- _Votre objectif_: Écrivez la suite du texte sur le purgatoire, en reprenant juste après sa dernière phrase.

Quant au pape François, il vient de rappeler dans Spes non confundit, la bulle d’indiction du Jubilé ordinaire de l’année 2025 : « Le jugement concerne donc le salut que nous espérons et que Jésus nous a obtenu par sa mort et sa résurrection. Il est donc destiné à nous ouvrir à la rencontre ultime avec Lui. Et puisque, dans ce contexte, on ne peut pas penser que le mal commis reste caché, celui-ci a besoin d’être purifié pour permettre le passage définitif dans l’amour de Dieu.
En ce sens, on comprend la nécessité de prier pour ceux qui ont achevé leur parcours terrestre, la solidarité dans l’intercession priante qui puise son efficacité dans la communion des saints, dans le lien commun qui nous unit dans le Christ, premier-né de la création. Ainsi, l’indulgence jubilaire, en vertu de la prière, est destinée de manière spéciale à ceux qui nous ont précédés afin qu’ils obtiennent la pleine miséricorde ».
Le purgatoire est lumineux
Le purgatoire fait partie de la foi catholique et c’est une très bonne nouvelle. Certes, il y a une souffrance terrible en purgatoire et c’est pour cela que nous devons nous convertir sans cesse ici-bas. Pourtant, il ne s’agit pas de subir le châtiment d’un Dieu vengeur. La souffrance de l’âme en purification, c’est la certitude de revoir Dieu et de ne pas le voir encore. C’est la souffrance du désir, comme le dit le psaume 41 : « Comme un cerf altéré cherche l’eau vive ; ainsi, mon âme te cherche toi, mon Dieu. »
Pour prendre un exemple concret, cette souffrance ressemble à celle de deux amoureux qui savent qu’ils vont se retrouver et qui désirent le moment de leurs retrouvailles. Plus l’attente est longue, plus leur joie augmente à l’idée d’être bientôt réunis, mais plus leur impatience grandit et les fait souffrir. La souffrance du purgatoire n’est pas plaquée de l’extérieur, c’est la souffrance de l’amour qui ouvre le cœur et du désir qui grandit. Et en même temps que ce désir grandit, il libère de tous les mauvais attachements, c’est-à-dire du péché.
Le péché
Le péché, c’est lorsque nous mettons notre désir en une autre réalité que le Seigneur et que nous préférons la créature au Créateur alors que notre cœur est fait pour Dieu. Ainsi, nous devenons esclaves, de l’argent, du plaisir, du smartphone, du pouvoir, de l’orgueil etc. Nous avons tous des liens qui nous empêchent d’être libres et c’est pour cela que le purgatoire existe. On peut le comparer à cure de désintoxication, avec tout ce que cela comporte de difficultés car se sevrer d’alcool, de drogue ou de pornographie par exemple est très dur. Ainsi, le purgatoire est une cure de désintoxication des conséquences de nos péchés. Il nous apprend à lâcher les sécurités que nous nous sommes données et à devenir libres. Au ciel, il n’y a que de la liberté, donc la souffrance en purgatoire résulte d’un détachement des liens qui nous entravent.

- _Données fournies_:
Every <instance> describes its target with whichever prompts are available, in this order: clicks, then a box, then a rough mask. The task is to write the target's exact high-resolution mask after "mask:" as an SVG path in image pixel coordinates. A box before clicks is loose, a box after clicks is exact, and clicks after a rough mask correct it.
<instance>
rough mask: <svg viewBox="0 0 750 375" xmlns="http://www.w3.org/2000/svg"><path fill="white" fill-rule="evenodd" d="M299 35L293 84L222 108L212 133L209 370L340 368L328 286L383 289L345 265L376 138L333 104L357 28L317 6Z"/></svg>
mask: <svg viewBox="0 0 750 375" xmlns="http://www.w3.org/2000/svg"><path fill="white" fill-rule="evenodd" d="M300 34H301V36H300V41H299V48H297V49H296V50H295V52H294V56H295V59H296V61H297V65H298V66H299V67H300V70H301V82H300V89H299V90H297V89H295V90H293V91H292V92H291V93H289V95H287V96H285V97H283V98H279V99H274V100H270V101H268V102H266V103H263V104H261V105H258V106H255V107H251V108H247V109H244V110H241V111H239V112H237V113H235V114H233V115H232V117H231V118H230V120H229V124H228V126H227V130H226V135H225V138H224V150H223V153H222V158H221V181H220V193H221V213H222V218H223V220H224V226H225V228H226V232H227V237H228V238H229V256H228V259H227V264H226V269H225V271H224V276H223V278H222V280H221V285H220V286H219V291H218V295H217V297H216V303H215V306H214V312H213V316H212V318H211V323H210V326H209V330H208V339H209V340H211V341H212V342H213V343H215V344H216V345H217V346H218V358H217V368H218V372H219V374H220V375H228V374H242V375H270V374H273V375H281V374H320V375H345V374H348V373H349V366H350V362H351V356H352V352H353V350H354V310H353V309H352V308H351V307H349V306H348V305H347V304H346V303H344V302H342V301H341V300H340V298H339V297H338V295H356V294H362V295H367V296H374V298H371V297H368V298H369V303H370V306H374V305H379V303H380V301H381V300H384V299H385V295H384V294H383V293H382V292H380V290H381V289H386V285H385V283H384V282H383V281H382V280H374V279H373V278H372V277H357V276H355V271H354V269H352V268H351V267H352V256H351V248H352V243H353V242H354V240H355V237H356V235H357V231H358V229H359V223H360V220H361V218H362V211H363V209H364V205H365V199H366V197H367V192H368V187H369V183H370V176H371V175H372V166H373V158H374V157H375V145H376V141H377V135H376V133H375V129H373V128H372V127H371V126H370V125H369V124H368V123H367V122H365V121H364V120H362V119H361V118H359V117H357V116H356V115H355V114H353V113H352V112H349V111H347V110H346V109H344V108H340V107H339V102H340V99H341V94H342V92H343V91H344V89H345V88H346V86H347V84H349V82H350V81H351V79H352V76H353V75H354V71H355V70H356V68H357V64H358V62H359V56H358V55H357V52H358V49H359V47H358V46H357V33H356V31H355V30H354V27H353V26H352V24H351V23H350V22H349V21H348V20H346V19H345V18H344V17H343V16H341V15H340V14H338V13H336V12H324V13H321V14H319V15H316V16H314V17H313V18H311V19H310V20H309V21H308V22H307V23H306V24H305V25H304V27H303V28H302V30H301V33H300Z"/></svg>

- _Résultat produit_:
« C’est la rencontre avec Lui qui, en nous brûlant, nous transforme et nous libère pour nous faire devenir vraiment nous-mêmes. Les choses édifiées durant la vie peuvent alors se révéler paille sèche, vantardise vide et s’écrouler. Mais dans la souffrance de cette rencontre, où l’impur et le malsain de notre être nous apparaissent évidents, se trouve le salut (…) Le regard du Christ, le battement de son cœur nous guérissent grâce à une transformation assurément douloureuse, comme « par le feu ». Cependant, c’est une heureuse souffrance, dans laquelle le saint pouvoir de son amour nous pénètre comme une flamme, nous permettant à la fin d’être totalement nous-mêmes et par là totalement de Dieu. » Benoît XVI, Spe Salvi (n° 47) .
Dieu a voulu faire de nous des saints
Nous avons tous la nostalgie d’être quelqu’un de bien, comme le chante Enzo Enzo. C’est une nostalgie profonde de ce que Dieu a déposé en nous quand il nous a créés : son image. Il a voulu faire de nous des saints et toute notre vie, il nous transforme pour que nous puissions le devenir. Non pas de manière brutale, mais avec une délicatesse inouïe, comme une mère.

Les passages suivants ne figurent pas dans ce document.